Exercise description:
Output the full listing below exactly, without the pictures.

(Dataset records about object locations)
┄┄┄┄┄┄┄┄┄┄┄┄┄┄┄┄┄┄┄┄
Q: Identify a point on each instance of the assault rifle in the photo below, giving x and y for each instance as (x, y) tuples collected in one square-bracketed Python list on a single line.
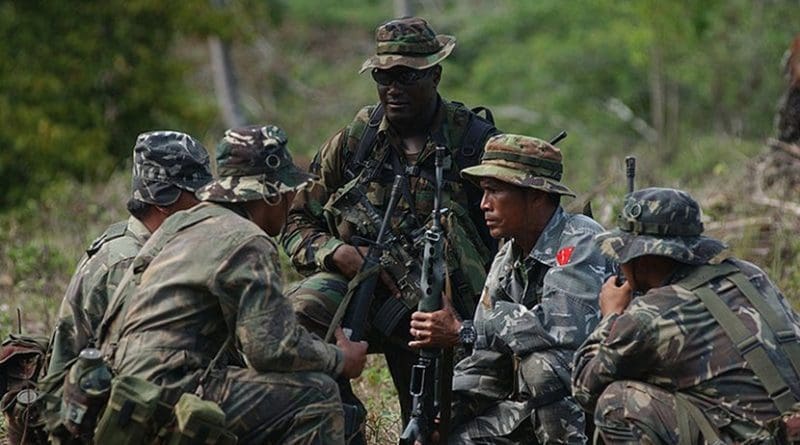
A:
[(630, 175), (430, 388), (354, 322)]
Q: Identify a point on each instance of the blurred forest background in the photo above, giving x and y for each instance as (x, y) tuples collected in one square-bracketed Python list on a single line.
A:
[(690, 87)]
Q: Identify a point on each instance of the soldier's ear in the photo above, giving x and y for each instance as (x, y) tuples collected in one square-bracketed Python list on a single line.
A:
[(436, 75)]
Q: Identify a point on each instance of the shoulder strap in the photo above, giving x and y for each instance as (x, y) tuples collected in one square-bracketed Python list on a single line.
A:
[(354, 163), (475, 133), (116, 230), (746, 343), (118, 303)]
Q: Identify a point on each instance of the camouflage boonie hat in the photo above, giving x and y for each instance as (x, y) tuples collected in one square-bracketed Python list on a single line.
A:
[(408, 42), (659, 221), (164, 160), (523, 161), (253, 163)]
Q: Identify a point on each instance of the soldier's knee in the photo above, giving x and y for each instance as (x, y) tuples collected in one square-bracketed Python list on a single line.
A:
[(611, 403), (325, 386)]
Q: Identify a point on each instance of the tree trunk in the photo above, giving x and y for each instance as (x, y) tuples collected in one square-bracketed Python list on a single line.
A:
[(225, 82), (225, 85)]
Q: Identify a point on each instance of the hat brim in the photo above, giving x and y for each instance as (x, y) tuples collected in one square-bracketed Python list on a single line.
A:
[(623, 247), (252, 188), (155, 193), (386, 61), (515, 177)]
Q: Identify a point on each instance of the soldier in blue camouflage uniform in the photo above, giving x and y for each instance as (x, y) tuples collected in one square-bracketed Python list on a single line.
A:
┄┄┄┄┄┄┄┄┄┄┄┄┄┄┄┄┄┄┄┄
Output:
Q: Identify a point on each instance of the assault rifle in the photo below, giving x and y for each instance as (x, y) tuples collected in one square-bracketed Python list on a single line.
A:
[(630, 175), (430, 388), (354, 322)]
Q: Identify a point on each instance of the blurred forest background in the photo above, giving x and y for each instance as (x, y) tuples collected in one square-bracketed Python list on a single line.
A:
[(690, 87)]
Q: Identify a point on each instance of the soldier's ear in the photo above, giving x and y for each instance as (x, y) tuples collected in one square-bracketed Python list on a single line.
A:
[(436, 75)]
Q: Identify a point on each instance of the shoulder strap in the photo above, giving x and y for each instance as (x, y) tuples collected in one square-bracketed Python list on a single line.
A:
[(354, 163), (475, 133), (116, 230), (746, 343), (118, 303)]
Q: Identify a point on each instance of the camouflage boonie hat in the photo above, giving x and y for each instance as (x, y) tuples collected in one square-bracketed Python list on a single line.
A:
[(408, 42), (659, 221), (164, 160), (523, 161), (253, 163)]
Q: Identify a point on each instance of the soldier's knee in the photo above, giving x and y for each instance as (x, y) tuples collected in one square-bracketed Python list on a single line.
A:
[(611, 403), (325, 386)]
Q: Identify a point on each instance of the tree trunk in the photo above, giving x and y for each instance as (x, y) tuples collected in one square-bracketed Python list on a single line.
A:
[(225, 82), (225, 85)]
Q: Identify a point on each instance of the hat brim in the photo above, giving x and y for each instance as (x, y) tuples collected in one square-bracketed Python list on a single line.
A:
[(623, 247), (252, 188), (155, 193), (386, 61), (515, 177)]
Q: Identify a point on each instance of the soldier in blue camouflage uniform in the photo above, giving x and y for each instance as (x, y) tuples collected in one square-bracketed Python list on a single line.
A:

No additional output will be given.